— BEGIN —

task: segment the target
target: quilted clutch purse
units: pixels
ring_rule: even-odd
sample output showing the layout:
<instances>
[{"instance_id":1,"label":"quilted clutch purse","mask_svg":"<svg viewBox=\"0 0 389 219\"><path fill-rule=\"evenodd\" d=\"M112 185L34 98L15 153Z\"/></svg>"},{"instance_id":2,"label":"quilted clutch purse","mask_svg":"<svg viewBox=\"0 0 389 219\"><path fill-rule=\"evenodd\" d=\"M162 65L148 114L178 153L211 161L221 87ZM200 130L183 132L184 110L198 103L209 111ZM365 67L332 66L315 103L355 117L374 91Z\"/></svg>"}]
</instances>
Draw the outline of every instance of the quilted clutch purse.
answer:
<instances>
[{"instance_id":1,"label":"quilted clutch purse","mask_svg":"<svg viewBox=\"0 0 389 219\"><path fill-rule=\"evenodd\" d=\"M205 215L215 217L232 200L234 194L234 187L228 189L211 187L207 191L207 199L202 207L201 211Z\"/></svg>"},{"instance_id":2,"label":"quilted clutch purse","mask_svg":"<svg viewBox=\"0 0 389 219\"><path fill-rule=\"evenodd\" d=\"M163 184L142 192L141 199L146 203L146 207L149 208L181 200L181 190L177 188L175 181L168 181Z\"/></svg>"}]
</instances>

— END —

### PROBLEM
Render every line of the records above as a JSON list of strings, with one string per line and blank lines left out.

### CORRECT OUTPUT
[
  "task: segment the target",
  "target: quilted clutch purse",
  "units: pixels",
  "ring_rule: even-odd",
  "sample output showing the layout:",
  "<instances>",
  "[{\"instance_id\":1,\"label\":\"quilted clutch purse\",\"mask_svg\":\"<svg viewBox=\\\"0 0 389 219\\\"><path fill-rule=\\\"evenodd\\\" d=\\\"M112 185L34 98L15 153Z\\\"/></svg>\"},{\"instance_id\":2,\"label\":\"quilted clutch purse\",\"mask_svg\":\"<svg viewBox=\\\"0 0 389 219\\\"><path fill-rule=\\\"evenodd\\\" d=\\\"M162 65L148 114L178 153L211 161L221 87ZM200 130L183 132L184 110L198 103L209 111ZM365 67L332 66L315 103L355 117L374 91Z\\\"/></svg>\"}]",
  "</instances>",
  "Draw the outline of every instance of the quilted clutch purse.",
  "answer:",
  "<instances>",
  "[{\"instance_id\":1,\"label\":\"quilted clutch purse\",\"mask_svg\":\"<svg viewBox=\\\"0 0 389 219\\\"><path fill-rule=\\\"evenodd\\\" d=\\\"M205 215L215 217L232 200L234 194L234 187L228 189L211 187L207 191L207 199L202 207L201 211Z\\\"/></svg>\"},{\"instance_id\":2,\"label\":\"quilted clutch purse\",\"mask_svg\":\"<svg viewBox=\\\"0 0 389 219\\\"><path fill-rule=\\\"evenodd\\\" d=\\\"M163 184L142 192L141 199L146 203L146 207L149 208L181 200L181 190L177 188L175 181L168 181Z\\\"/></svg>\"}]",
  "</instances>"
]